** Data follows **
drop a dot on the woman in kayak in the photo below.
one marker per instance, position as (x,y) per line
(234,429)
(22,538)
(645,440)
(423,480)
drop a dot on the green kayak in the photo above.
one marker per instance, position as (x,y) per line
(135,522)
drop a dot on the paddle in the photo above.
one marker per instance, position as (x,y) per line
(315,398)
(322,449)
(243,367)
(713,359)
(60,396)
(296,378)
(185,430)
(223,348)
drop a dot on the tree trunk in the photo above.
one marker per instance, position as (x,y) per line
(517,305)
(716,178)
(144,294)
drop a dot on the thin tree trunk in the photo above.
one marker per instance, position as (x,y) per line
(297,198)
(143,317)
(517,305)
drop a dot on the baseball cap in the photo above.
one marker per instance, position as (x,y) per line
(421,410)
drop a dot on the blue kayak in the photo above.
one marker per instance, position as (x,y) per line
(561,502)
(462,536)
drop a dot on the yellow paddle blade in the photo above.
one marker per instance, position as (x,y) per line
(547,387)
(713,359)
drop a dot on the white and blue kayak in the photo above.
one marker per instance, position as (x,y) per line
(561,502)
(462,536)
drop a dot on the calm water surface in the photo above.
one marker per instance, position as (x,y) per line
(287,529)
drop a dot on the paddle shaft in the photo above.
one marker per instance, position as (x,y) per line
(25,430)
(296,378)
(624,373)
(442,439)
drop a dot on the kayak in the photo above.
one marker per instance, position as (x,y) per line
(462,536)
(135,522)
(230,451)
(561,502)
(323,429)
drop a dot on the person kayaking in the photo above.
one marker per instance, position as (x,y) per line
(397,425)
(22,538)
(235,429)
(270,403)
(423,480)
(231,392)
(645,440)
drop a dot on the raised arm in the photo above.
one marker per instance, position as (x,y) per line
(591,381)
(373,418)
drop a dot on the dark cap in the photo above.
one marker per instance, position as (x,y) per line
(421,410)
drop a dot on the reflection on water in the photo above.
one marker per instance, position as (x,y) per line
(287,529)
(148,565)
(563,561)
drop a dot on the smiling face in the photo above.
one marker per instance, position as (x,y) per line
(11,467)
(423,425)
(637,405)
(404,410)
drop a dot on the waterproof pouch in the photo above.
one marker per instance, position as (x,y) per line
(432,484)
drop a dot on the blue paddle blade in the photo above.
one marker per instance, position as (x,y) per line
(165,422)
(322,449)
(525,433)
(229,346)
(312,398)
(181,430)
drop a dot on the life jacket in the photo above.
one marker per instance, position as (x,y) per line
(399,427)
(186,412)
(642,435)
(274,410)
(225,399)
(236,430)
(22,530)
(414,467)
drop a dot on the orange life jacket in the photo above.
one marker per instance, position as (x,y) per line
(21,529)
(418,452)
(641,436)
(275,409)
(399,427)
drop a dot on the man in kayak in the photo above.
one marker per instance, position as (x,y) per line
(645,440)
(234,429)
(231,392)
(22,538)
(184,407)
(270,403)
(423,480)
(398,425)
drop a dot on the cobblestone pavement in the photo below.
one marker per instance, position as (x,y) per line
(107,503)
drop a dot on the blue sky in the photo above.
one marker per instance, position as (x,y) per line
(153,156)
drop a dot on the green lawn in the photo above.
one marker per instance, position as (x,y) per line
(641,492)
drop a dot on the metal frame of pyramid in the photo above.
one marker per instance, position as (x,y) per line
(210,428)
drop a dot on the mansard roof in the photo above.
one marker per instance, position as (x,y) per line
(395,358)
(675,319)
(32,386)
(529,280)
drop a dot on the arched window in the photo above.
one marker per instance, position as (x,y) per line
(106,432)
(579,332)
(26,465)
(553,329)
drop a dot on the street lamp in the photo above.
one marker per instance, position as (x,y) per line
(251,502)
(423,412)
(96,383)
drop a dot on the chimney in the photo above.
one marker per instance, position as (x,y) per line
** End of Data **
Exercise details: From the entries above, print the lines beginning at the one with "drop a dot on the smiling" and stopping after the one with "drop a dot on the arched", exactly as written and with nothing else.

Answer to this problem:
drop a dot on the smiling face in the photo above.
one marker per instance, position as (x,y) per line
(11,467)
(423,425)
(637,405)
(404,410)
drop a dot on the waterproof pouch in the photo above.
one marker per instance, position as (x,y) per line
(432,484)
drop a dot on the blue paddle blade in the photo above.
one marker per instance, position as (x,y) per line
(165,422)
(322,449)
(525,433)
(229,346)
(312,398)
(181,430)
drop a dot on the life jacket in the photo above.
one marker per instance, position as (x,y) per line
(399,427)
(186,412)
(642,435)
(274,410)
(225,399)
(236,430)
(22,530)
(414,467)
drop a dot on the orange life jacket in the photo above.
one marker per instance, position as (x,y) per line
(21,529)
(418,452)
(641,436)
(275,409)
(399,427)
drop a dot on the man in kayak in the photo above.
one marker per instance, position as (x,y) per line
(645,440)
(234,429)
(231,392)
(22,538)
(184,407)
(270,403)
(423,480)
(398,425)
drop a dot on the cobblestone pavement in the photo below.
one marker per instance, position as (x,y) per line
(107,503)
drop a dot on the blue sky in the photo above.
one marker per instance, position as (x,y) per line
(153,156)
drop a dot on the green lawn in the photo above.
one marker per instance, position as (x,y) per line
(641,492)
drop a dot on the metal frame of pyramid in the photo above.
one marker per instance, position as (x,y) per line
(210,428)
drop a dot on the mansard roof in the photo above.
one marker per instance, position as (x,y) per line
(395,358)
(675,319)
(32,386)
(529,280)
drop a dot on the arched window in the photo above.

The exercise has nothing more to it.